### What is expected
Make a verbatim copy of the records; pictures stay out.

Content starts

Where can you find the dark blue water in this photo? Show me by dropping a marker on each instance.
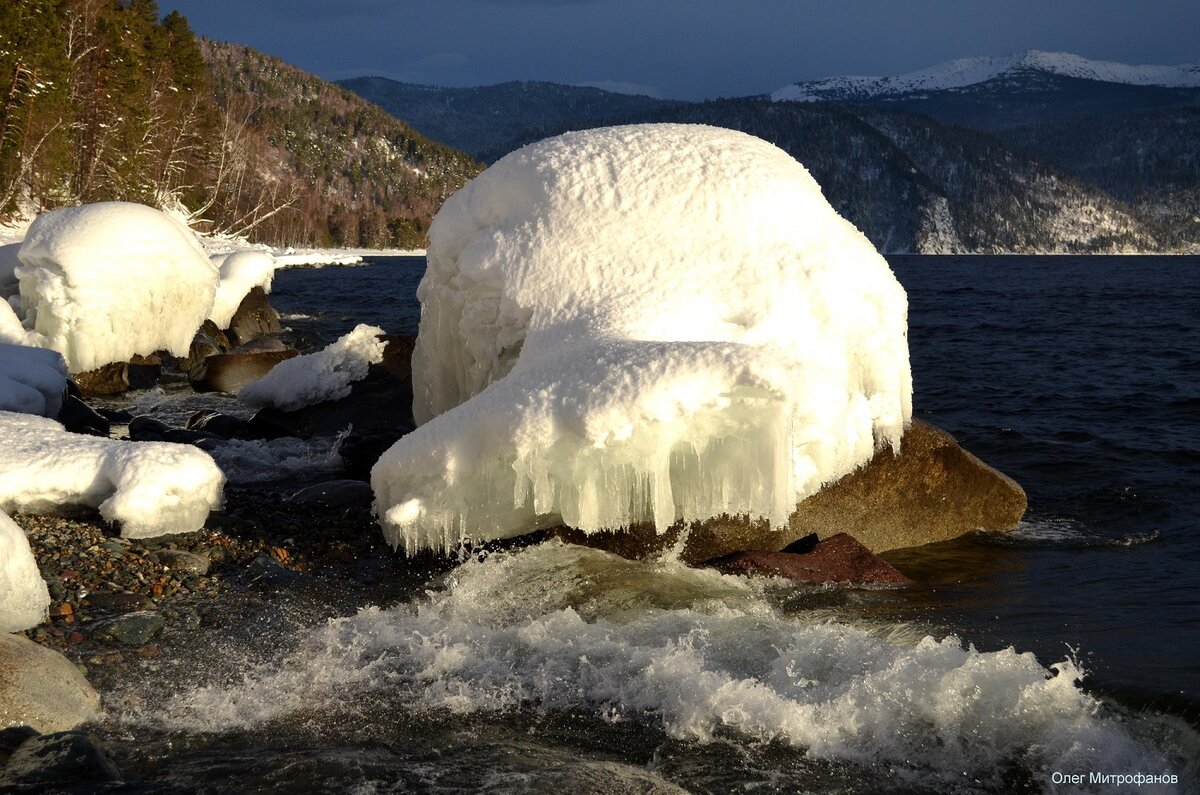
(1077, 376)
(563, 669)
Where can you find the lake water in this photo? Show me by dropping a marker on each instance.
(1068, 646)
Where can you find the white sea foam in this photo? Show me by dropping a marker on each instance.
(700, 653)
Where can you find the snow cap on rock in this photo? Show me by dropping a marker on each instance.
(642, 323)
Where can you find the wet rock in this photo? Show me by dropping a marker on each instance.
(148, 429)
(117, 602)
(131, 629)
(931, 491)
(335, 492)
(217, 424)
(41, 688)
(231, 371)
(12, 739)
(838, 559)
(61, 759)
(183, 562)
(265, 572)
(209, 341)
(81, 418)
(253, 317)
(139, 372)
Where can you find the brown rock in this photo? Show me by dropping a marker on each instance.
(838, 559)
(139, 372)
(232, 371)
(255, 317)
(931, 491)
(209, 341)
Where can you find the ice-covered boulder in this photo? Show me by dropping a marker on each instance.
(151, 488)
(103, 282)
(33, 381)
(642, 324)
(23, 592)
(240, 273)
(318, 377)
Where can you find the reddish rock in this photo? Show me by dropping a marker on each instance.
(838, 559)
(255, 317)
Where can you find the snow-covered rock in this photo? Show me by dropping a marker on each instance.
(240, 273)
(642, 323)
(33, 381)
(318, 377)
(23, 592)
(103, 282)
(151, 488)
(41, 688)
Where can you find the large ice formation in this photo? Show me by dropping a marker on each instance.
(317, 377)
(33, 381)
(102, 282)
(240, 273)
(151, 488)
(23, 592)
(642, 323)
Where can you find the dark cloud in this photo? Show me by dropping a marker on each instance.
(684, 48)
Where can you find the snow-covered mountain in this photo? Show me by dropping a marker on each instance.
(966, 72)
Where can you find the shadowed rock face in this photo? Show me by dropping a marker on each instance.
(931, 491)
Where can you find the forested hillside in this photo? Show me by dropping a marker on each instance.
(105, 100)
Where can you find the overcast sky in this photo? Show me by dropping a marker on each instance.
(683, 48)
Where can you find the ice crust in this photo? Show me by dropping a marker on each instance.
(151, 488)
(33, 381)
(103, 282)
(23, 592)
(641, 323)
(240, 273)
(317, 377)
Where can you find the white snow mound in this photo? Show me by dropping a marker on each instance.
(240, 273)
(151, 488)
(103, 282)
(318, 377)
(23, 592)
(33, 381)
(642, 323)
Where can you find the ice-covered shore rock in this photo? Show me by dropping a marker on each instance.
(931, 491)
(102, 282)
(33, 381)
(642, 324)
(23, 592)
(41, 688)
(150, 488)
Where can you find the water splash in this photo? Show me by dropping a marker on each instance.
(700, 655)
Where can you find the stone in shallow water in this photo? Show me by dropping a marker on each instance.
(931, 491)
(72, 759)
(41, 688)
(839, 559)
(131, 629)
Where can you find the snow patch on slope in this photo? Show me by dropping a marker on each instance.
(970, 71)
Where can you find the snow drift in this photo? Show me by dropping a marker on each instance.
(102, 282)
(33, 381)
(317, 377)
(642, 323)
(240, 273)
(151, 488)
(23, 592)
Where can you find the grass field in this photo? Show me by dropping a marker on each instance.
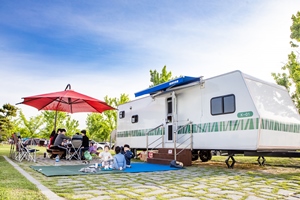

Content ends

### Exercise result
Where can you find the dark blue water in this photo? Show me by dropping a marker on each instance.
(1077, 376)
(563, 669)
Where can you find the lake water in this photo? Show me by dropping a marker on each instance.
(1068, 646)
Where can you find the white sea foam in this photo? Show me by dropping a marker on each instance.
(700, 653)
Where can you find the snow cap on rock in this photo? Show me by dropping a marker on each instance.
(642, 323)
Where can you find the wet rock in this photo? Show me by dropping a marker on each instance.
(148, 429)
(117, 602)
(131, 629)
(931, 491)
(335, 492)
(217, 424)
(41, 688)
(231, 371)
(12, 739)
(838, 559)
(61, 759)
(183, 562)
(265, 572)
(209, 341)
(81, 418)
(253, 317)
(139, 372)
Where can you find the brown rock in this photo? Show me by dropping a marker on each instance.
(838, 559)
(139, 372)
(232, 371)
(255, 317)
(931, 491)
(209, 341)
Where can you find the ice-covered boulder in this photo? Show me by dropping a marker on each instance.
(151, 488)
(103, 282)
(33, 381)
(642, 324)
(23, 592)
(240, 273)
(318, 377)
Where can you find the reddish rock in this photo? Show me by dropping a marker on each instance.
(838, 559)
(255, 317)
Where can you find the snow-covered rock in this photo? Show me by dropping a marker on each instance.
(240, 273)
(642, 323)
(33, 381)
(318, 377)
(23, 592)
(103, 282)
(151, 488)
(41, 688)
Where can you find the large ice formation in this photo? Show me by dropping a marker on each instance.
(317, 377)
(33, 381)
(102, 282)
(240, 273)
(151, 488)
(23, 592)
(642, 323)
Where can you find the dark cloud in this photo? Show me by dropping a marker on each instance.
(684, 48)
Where can you find the snow-covered mountain in this photo? Show me by dropping a marker on each instance.
(966, 72)
Where can you find the shadowed rock face in this photo? Show me by dropping a marker on each instance.
(931, 491)
Where can you find the forested hillside in this photo? Show me by dropping a marker on each instance.
(105, 100)
Where can you find the overcast sky in this photo? Show me by dropping a marker on each instance.
(683, 48)
Where can you find the ice crust in this photo? Show me by dropping a marker on each instance.
(151, 488)
(33, 381)
(103, 282)
(23, 592)
(641, 323)
(240, 273)
(317, 377)
Where can you find the white snow mound in this photo? Show me by dropping a marker on each instance.
(240, 273)
(151, 488)
(103, 282)
(318, 377)
(23, 592)
(33, 381)
(642, 323)
Where can you find the ice-covered shore rock in this photo? Show me by dropping a marker on each instance.
(931, 491)
(102, 282)
(33, 381)
(642, 324)
(23, 592)
(41, 688)
(150, 488)
Where can you find the water splash in this photo? Show me by dropping a marker on each instance.
(700, 655)
Where can you find the stone in shallow water in this photo? Show me by dropping a marker on each instance.
(931, 491)
(72, 759)
(41, 688)
(839, 559)
(131, 629)
Where can you find the snow patch on slope in this photo? Show me by dropping a marker on each instance.
(970, 71)
Where can you find the snow drift in this photo? Show me by dropping a marker on each instance.
(102, 282)
(33, 381)
(317, 377)
(642, 323)
(240, 273)
(151, 488)
(23, 592)
Where can you find the grass field in this photo? Show me by dropping a marker on each instance.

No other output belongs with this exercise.